Segmentation mask data:
◆ ◆ ◆ ◆ ◆

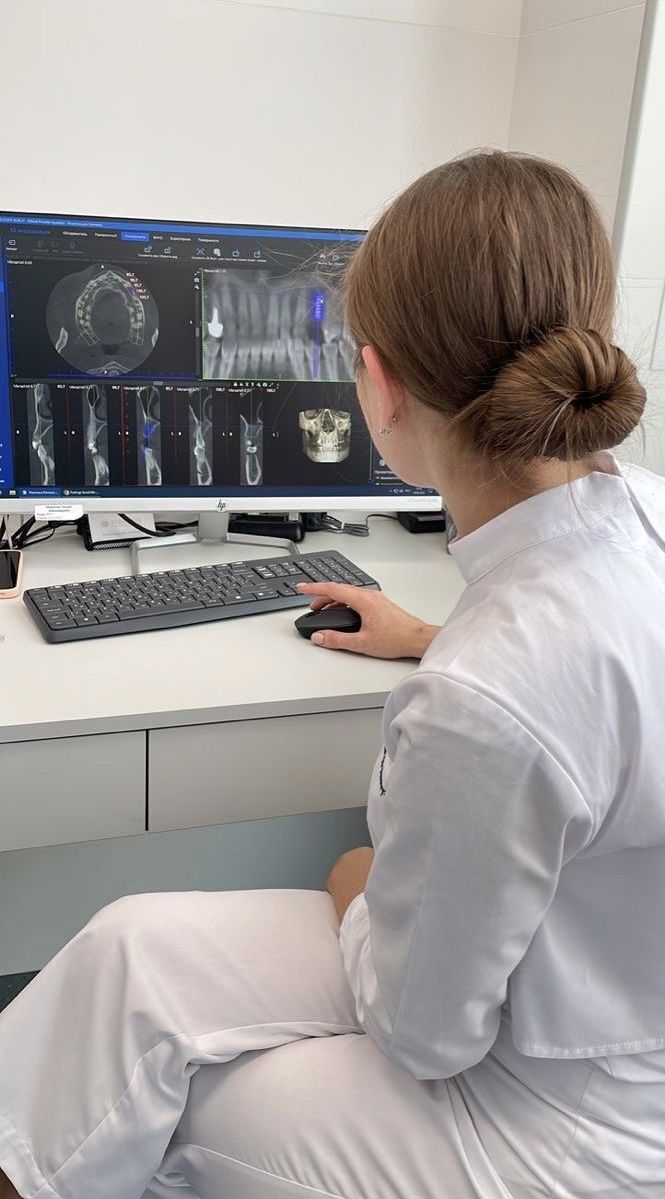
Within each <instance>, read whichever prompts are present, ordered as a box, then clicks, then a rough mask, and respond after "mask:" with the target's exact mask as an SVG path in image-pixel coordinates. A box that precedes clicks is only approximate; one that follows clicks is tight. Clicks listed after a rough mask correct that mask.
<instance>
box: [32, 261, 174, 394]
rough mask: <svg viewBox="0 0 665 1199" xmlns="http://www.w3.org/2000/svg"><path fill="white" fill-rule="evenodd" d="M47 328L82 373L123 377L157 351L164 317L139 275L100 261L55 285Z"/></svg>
mask: <svg viewBox="0 0 665 1199" xmlns="http://www.w3.org/2000/svg"><path fill="white" fill-rule="evenodd" d="M47 330H48V335H49V337H50V339H52V342H53V345H54V348H55V349H56V351H58V354H59V355H60V356H61V357H62V359H64V360H65V361H66V362H68V363H69V366H72V367H74V368H75V369H77V370H81V372H84V373H85V374H102V375H121V374H127V373H128V372H131V370H135V369H137V367H139V366H140V364H141V363H143V362H145V360H146V359H147V356H149V355H150V354H151V353H152V350H153V349H155V347H156V344H157V339H158V337H159V314H158V312H157V305H156V303H155V300H153V299H152V295H151V294H150V291H149V290H147V288H146V287H145V284H144V283H143V282H141V279H139V277H138V276H137V275H135V273H134V272H133V271H131V270H120V267H117V266H105V265H104V264H102V263H95V264H92V265H91V266H87V267H86V269H85V270H84V271H77V272H74V273H73V275H66V276H65V278H62V279H60V281H59V282H58V283H56V284H55V287H54V288H53V291H52V293H50V296H49V299H48V303H47Z"/></svg>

◆ ◆ ◆ ◆ ◆

▶ About this task:
Rewrite every line of the listing, replacing each "rough mask" with "coarse mask" and leaving everything else unchanged. Leave the pictures out of your answer.

▶ Expected output:
Within each <instance>, read whichever prompts are present, ordered as a box, then clicks, then a coarse mask, and respond after "mask:" with the target's exact mask as an SVG path in image-pixel coordinates. A box that precedes clicks is only approximate; one that follows clicks is tight. Clicks listed after a coarse mask correct that mask.
<instance>
box: [32, 261, 174, 394]
coarse mask: <svg viewBox="0 0 665 1199" xmlns="http://www.w3.org/2000/svg"><path fill="white" fill-rule="evenodd" d="M47 328L82 373L123 377L157 351L164 317L139 275L100 261L55 285Z"/></svg>
mask: <svg viewBox="0 0 665 1199" xmlns="http://www.w3.org/2000/svg"><path fill="white" fill-rule="evenodd" d="M47 330H48V335H49V337H50V339H52V342H53V345H54V348H55V349H56V351H58V354H59V355H60V356H61V357H62V359H64V360H65V361H66V362H68V363H69V366H72V367H74V368H75V369H77V370H81V372H84V373H85V374H102V375H121V374H127V373H128V372H131V370H135V369H137V367H139V366H140V364H141V363H143V362H145V360H146V359H147V356H149V355H150V354H151V353H152V350H153V349H155V347H156V344H157V339H158V337H159V314H158V312H157V305H156V303H155V300H153V299H152V295H151V294H150V291H149V290H147V288H146V287H145V284H144V283H143V282H141V279H139V277H138V276H137V275H135V273H134V272H133V271H131V270H120V267H117V266H105V265H104V264H102V263H95V264H92V265H91V266H87V267H86V269H85V270H84V271H77V272H74V273H73V275H66V276H65V278H62V279H60V281H59V282H58V283H56V284H55V287H54V288H53V291H52V293H50V296H49V299H48V303H47Z"/></svg>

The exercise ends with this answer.